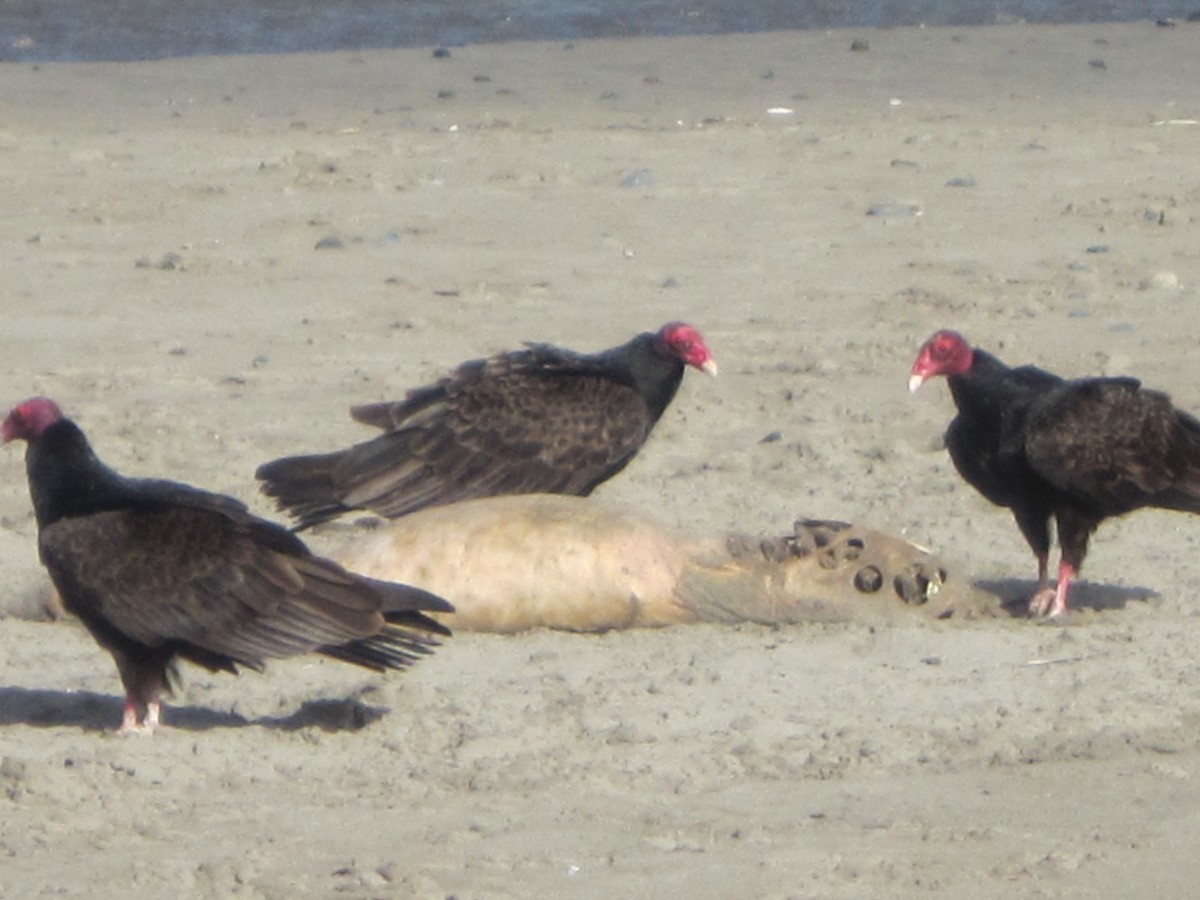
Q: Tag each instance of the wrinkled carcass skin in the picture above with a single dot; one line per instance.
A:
(517, 563)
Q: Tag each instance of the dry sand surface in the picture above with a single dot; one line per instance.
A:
(167, 279)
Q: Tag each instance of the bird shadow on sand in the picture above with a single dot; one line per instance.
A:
(101, 712)
(1014, 595)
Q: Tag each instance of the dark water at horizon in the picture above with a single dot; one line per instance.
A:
(43, 30)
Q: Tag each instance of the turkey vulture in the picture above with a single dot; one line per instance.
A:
(538, 420)
(1075, 450)
(157, 570)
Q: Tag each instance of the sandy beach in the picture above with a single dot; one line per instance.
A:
(208, 261)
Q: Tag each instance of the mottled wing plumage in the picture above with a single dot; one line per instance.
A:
(183, 576)
(539, 420)
(987, 438)
(1114, 448)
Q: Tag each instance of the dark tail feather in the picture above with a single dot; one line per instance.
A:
(402, 642)
(391, 648)
(303, 486)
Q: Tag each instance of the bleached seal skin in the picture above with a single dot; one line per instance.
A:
(540, 561)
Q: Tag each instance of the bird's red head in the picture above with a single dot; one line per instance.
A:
(28, 420)
(945, 353)
(681, 341)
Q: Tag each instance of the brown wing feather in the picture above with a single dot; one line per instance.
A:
(519, 432)
(201, 577)
(1115, 447)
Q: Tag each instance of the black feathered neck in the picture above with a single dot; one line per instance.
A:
(67, 479)
(643, 367)
(65, 475)
(991, 389)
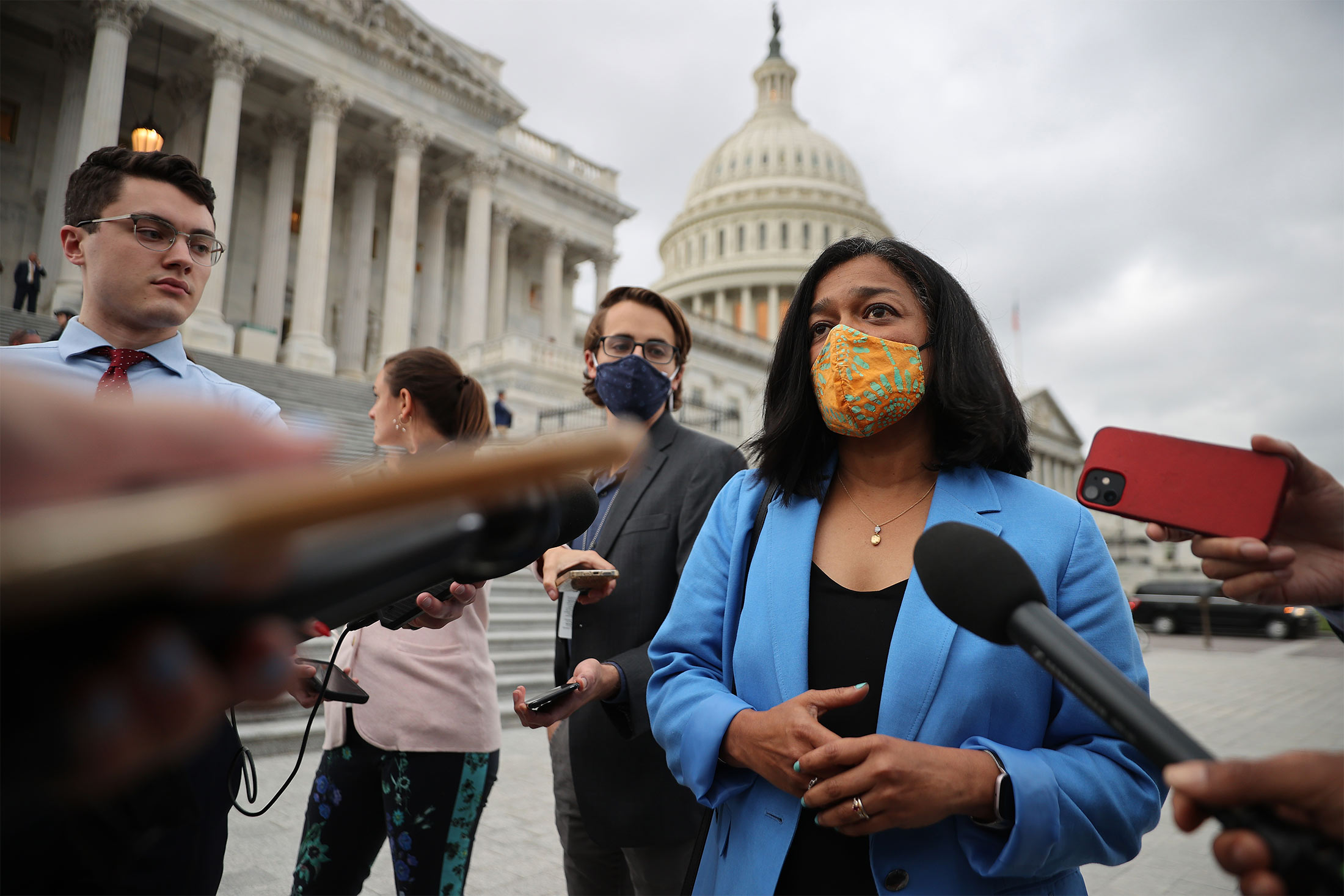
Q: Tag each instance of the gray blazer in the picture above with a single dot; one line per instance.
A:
(626, 792)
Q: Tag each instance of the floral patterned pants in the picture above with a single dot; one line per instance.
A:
(425, 804)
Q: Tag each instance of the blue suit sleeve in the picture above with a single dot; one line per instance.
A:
(688, 697)
(1084, 796)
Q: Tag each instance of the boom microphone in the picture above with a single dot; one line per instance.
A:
(999, 598)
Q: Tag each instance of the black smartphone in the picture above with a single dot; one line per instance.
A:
(538, 704)
(340, 687)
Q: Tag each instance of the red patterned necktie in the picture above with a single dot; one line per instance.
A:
(115, 383)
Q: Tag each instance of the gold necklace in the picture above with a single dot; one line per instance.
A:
(877, 527)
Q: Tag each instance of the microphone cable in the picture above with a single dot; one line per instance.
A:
(249, 771)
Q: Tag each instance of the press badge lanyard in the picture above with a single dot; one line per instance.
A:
(569, 600)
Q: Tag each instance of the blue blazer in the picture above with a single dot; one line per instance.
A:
(1083, 794)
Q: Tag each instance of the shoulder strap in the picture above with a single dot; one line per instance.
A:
(698, 851)
(756, 528)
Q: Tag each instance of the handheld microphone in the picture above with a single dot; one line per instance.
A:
(999, 598)
(575, 504)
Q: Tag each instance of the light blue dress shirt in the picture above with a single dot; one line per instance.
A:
(167, 376)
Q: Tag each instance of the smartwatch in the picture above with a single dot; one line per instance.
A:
(1004, 807)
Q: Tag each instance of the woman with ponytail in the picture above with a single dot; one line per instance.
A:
(417, 762)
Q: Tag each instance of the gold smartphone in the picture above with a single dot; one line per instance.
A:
(581, 580)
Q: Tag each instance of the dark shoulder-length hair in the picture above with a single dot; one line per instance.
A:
(976, 415)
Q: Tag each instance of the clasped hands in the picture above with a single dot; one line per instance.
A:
(901, 784)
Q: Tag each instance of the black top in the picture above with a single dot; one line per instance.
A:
(849, 641)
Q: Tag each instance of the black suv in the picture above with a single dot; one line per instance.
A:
(1171, 608)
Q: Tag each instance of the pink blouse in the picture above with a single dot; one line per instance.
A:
(429, 690)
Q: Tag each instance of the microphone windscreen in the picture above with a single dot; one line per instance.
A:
(975, 578)
(579, 507)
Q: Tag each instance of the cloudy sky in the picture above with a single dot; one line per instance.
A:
(1159, 184)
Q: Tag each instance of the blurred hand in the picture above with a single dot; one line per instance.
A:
(1302, 563)
(770, 742)
(1304, 787)
(440, 613)
(597, 682)
(558, 561)
(902, 784)
(159, 693)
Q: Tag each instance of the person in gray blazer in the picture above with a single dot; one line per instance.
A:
(624, 823)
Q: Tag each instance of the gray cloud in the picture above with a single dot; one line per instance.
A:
(1159, 186)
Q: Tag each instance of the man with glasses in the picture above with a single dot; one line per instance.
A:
(142, 227)
(626, 825)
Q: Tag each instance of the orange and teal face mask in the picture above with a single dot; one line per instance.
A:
(866, 383)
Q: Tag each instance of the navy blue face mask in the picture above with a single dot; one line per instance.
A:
(632, 387)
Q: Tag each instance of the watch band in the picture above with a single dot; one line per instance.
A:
(1004, 807)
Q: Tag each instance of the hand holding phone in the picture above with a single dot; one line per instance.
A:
(580, 580)
(1302, 559)
(339, 687)
(1206, 489)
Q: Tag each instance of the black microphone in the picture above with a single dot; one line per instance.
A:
(575, 504)
(983, 585)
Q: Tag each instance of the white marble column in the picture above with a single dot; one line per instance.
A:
(115, 22)
(233, 62)
(553, 282)
(190, 93)
(433, 300)
(569, 279)
(305, 347)
(400, 284)
(261, 340)
(363, 167)
(478, 262)
(456, 245)
(498, 316)
(772, 309)
(101, 116)
(75, 53)
(602, 272)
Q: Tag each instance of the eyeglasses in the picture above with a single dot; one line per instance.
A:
(159, 235)
(655, 351)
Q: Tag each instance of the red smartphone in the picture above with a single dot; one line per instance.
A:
(1210, 489)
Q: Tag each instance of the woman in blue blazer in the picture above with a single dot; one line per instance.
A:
(849, 737)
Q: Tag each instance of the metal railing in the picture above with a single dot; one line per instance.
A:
(699, 415)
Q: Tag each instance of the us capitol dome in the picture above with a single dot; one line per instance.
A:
(760, 210)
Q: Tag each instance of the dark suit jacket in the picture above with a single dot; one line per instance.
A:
(626, 792)
(21, 275)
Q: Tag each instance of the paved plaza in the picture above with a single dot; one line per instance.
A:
(1246, 697)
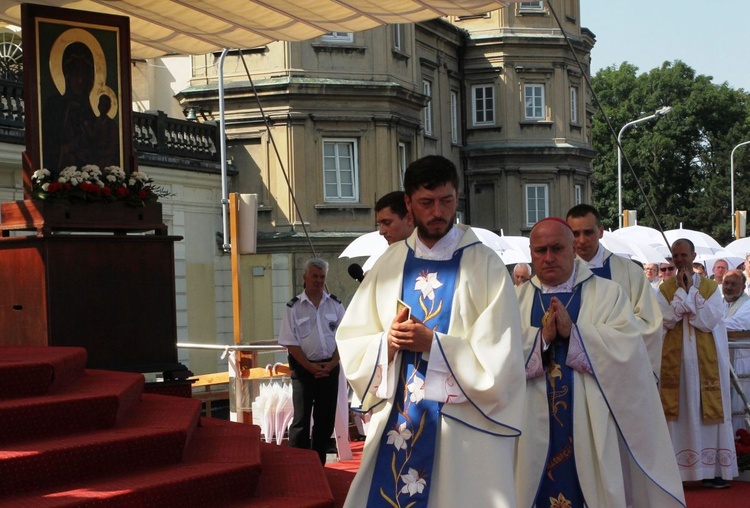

###

Goal of the exercise: Please render all of the lines above as a JSON list of strings, one string per line, leaving out blank lines and the pictures.

The response:
[
  "Q: Tag each instance of the wrinkled carcass skin in the picture above with a single dot; one line per instance.",
  "A:",
  "(517, 563)",
  "Q: Tag each instance of the dry sand surface in the picture above with a single dot; one line per instance.",
  "A:",
  "(167, 279)",
  "Q: Tag each instance of the bird shadow on sand in the picture above with a single dot; one line per instance.",
  "A:",
  "(101, 712)",
  "(1014, 595)",
  "Q: Tag each instance of the dark water at horizon in the picture above with a single dot; one line per instance.",
  "A:",
  "(43, 30)",
  "Q: Tag each instance of the turkey vulture in the picture above with a single dot; one line per instance.",
  "A:",
  "(538, 420)",
  "(1075, 450)",
  "(157, 570)",
  "Q: Tag each instance of the sandy beach in the picture above with a single dot; one line per instance.",
  "A:",
  "(208, 261)",
  "Q: Tag each instance of the mottled wing plumage in the picture above with a single dot; one line per instance.",
  "A:",
  "(183, 576)",
  "(539, 420)",
  "(987, 438)",
  "(1114, 448)",
  "Q: Tag each instance of the dark tail feather in the picture above with a single dot; one line per instance.",
  "A:",
  "(402, 642)",
  "(391, 648)",
  "(303, 486)",
  "Q: Tag each instance of the bleached seal skin in the picture above with a single dot; one line per instance.",
  "A:",
  "(540, 561)",
  "Q: Tag each instance of the bird's red head in the picture above with a single dot; one line per instance.",
  "A:",
  "(28, 420)",
  "(945, 353)",
  "(681, 341)",
  "Q: Tag each instance of the brown wing feather in the picture above with a single dot; one line per instance.",
  "A:",
  "(519, 432)",
  "(201, 577)",
  "(1115, 447)",
  "Q: Tag each instance of the black feathered neck in the picture above with a single dot; one line per instance.",
  "A:",
  "(67, 479)",
  "(643, 367)",
  "(65, 475)",
  "(991, 389)",
  "Q: Tag each instance of the gray blazer in the picture above with a single dot; one line per instance.",
  "A:",
  "(626, 792)",
  "Q: Tag each instance of the floral patterned pants in the picture above with a single dot; one line per instance.",
  "A:",
  "(425, 804)",
  "Q: Tag each instance of the blue suit sleeve in the picture above with a single dot; one line per instance.",
  "A:",
  "(688, 697)",
  "(1084, 796)",
  "Q: Tag each instance of the boom microphone in the picture above with a single dot; one line per instance.",
  "A:",
  "(999, 598)",
  "Q: Tag each instance of the black smartphone in the picture above with a single dot; one line per instance.",
  "A:",
  "(538, 704)",
  "(340, 687)",
  "Q: Tag each instance of the red patterned necktie in the picture above with a single dot; one line per instance.",
  "A:",
  "(115, 383)",
  "Q: Tag each instance of the gold necklace in the picture above with a single dot; one line per instance.",
  "A:",
  "(877, 527)",
  "Q: Tag each instance of the microphone cable in the picture above with a single dot; one line per instance.",
  "A:",
  "(249, 771)",
  "Q: Tag each instance of the press badge lanyard in the picture above with a single dot; one line per instance.",
  "A:",
  "(569, 600)",
  "Q: Tag each instance of the blue blazer in the picture above with a single dot; one line per instance.",
  "A:",
  "(1083, 794)",
  "Q: Tag each instance of the shoulder strap in the picture above with a single dot; one line per instance.",
  "A:",
  "(698, 851)",
  "(756, 528)",
  "Q: Tag each instance of the handheld microphone in the picture above with a single dot; one line per instance.",
  "A:",
  "(999, 598)",
  "(575, 504)",
  "Q: Tag each instance of the light blue dress shirt in the picture above with a single dot; one line per instance.",
  "A:",
  "(167, 376)",
  "Q: Tag each instance of the smartwatch in the picture above with a single dot; one line per instance.",
  "A:",
  "(1004, 807)",
  "Q: Tag each instance of the woman with ponytail in the picture above with a single dot; one line per instance.",
  "A:",
  "(417, 762)",
  "Q: Tag each instance of the gold smartphone in the picture above with a single dot; one line per instance.",
  "A:",
  "(581, 580)",
  "Q: Tag each instance of the dark shoulder-length hair in the picture above with a single dot; one line per instance.",
  "A:",
  "(976, 415)",
  "Q: Tag each instance of the clasped hands in the picture above with a single dot; one line per instance.",
  "A:",
  "(901, 784)",
  "Q: Tag each instance of the black top in the picture above with a single dot; one line per instance.",
  "A:",
  "(849, 641)",
  "Q: Tag each instance of the black suv in the picture above with a single dot; one line per instance.",
  "A:",
  "(1171, 608)",
  "Q: Tag each instance of the pink blouse in the picture above with a single dot; one line per instance.",
  "A:",
  "(429, 690)",
  "Q: Tag each instance of the microphone windscreen in the picture above with a single dot; one line per instance.",
  "A:",
  "(975, 578)",
  "(579, 507)",
  "Q: Tag each instance of the cloudy sky in the picture above with a single dot; one line per instance.",
  "A:",
  "(1159, 184)",
  "Q: Tag each instance of the blurred hand in the picture above with a single dot; one line per instance.",
  "A:",
  "(1302, 563)",
  "(770, 742)",
  "(1304, 787)",
  "(440, 613)",
  "(597, 682)",
  "(558, 561)",
  "(902, 784)",
  "(159, 693)",
  "Q: Tag each instance of the person in gray blazer in the picture above with a single dot; one line per instance.",
  "A:",
  "(624, 823)",
  "Q: Tag each instance of the gray cloud in the picture above with a single dot; one line per instance.",
  "A:",
  "(1159, 186)",
  "Q: Tag each instance of the man with glasses in the picture above with a single dot; one line per instance.",
  "A:",
  "(142, 227)",
  "(626, 825)",
  "Q: Tag each instance of the orange and teal face mask in the picture above with a single dot; one line per instance.",
  "A:",
  "(866, 383)",
  "Q: Tag each instance of the navy blue face mask in the picture above with a single dot; one line per instance.",
  "A:",
  "(632, 387)",
  "Q: Tag each instance of the watch band in the picture above with a single dot; one line per instance.",
  "A:",
  "(1004, 807)",
  "Q: Tag each instance of the hand holding phone in the picture above with a single dot; one line per instance.",
  "A:",
  "(580, 580)",
  "(1302, 559)",
  "(339, 687)",
  "(1206, 489)",
  "Q: Tag each instance of the black microphone in the picture above with a single dot; one line per instance.",
  "A:",
  "(575, 504)",
  "(983, 585)",
  "Q: Tag each instance of the white marble column in the picture above with a single dot; one line per instance.",
  "A:",
  "(115, 22)",
  "(233, 62)",
  "(553, 282)",
  "(190, 93)",
  "(433, 300)",
  "(569, 279)",
  "(305, 347)",
  "(400, 284)",
  "(261, 340)",
  "(363, 167)",
  "(478, 262)",
  "(456, 245)",
  "(498, 316)",
  "(772, 309)",
  "(101, 116)",
  "(75, 53)",
  "(602, 272)",
  "Q: Tag each instance of the eyeglasses in the picture above with a single dot; one line per instance.",
  "A:",
  "(159, 235)",
  "(655, 351)",
  "Q: Tag each instance of the red smartphone in the picture above with a single dot; one line per instance.",
  "A:",
  "(1210, 489)",
  "Q: Tag each instance of the woman in blue blazer in the picture above with a single dot; one line per instance.",
  "A:",
  "(849, 737)",
  "Q: Tag each instance of the metal railing in the picture above with a single dot; one line per instance.",
  "A:",
  "(699, 415)",
  "Q: Tag each instance of the us capitol dome in the picture above with a single dot; one line per instance.",
  "A:",
  "(760, 210)",
  "Q: Tag each instance of the dark suit jacket in the picture above with a single dot; one line per instance.",
  "A:",
  "(626, 792)",
  "(21, 275)",
  "Q: Tag each instance of the paved plaza in the picture above with a single dot; one line per instance.",
  "A:",
  "(1246, 697)"
]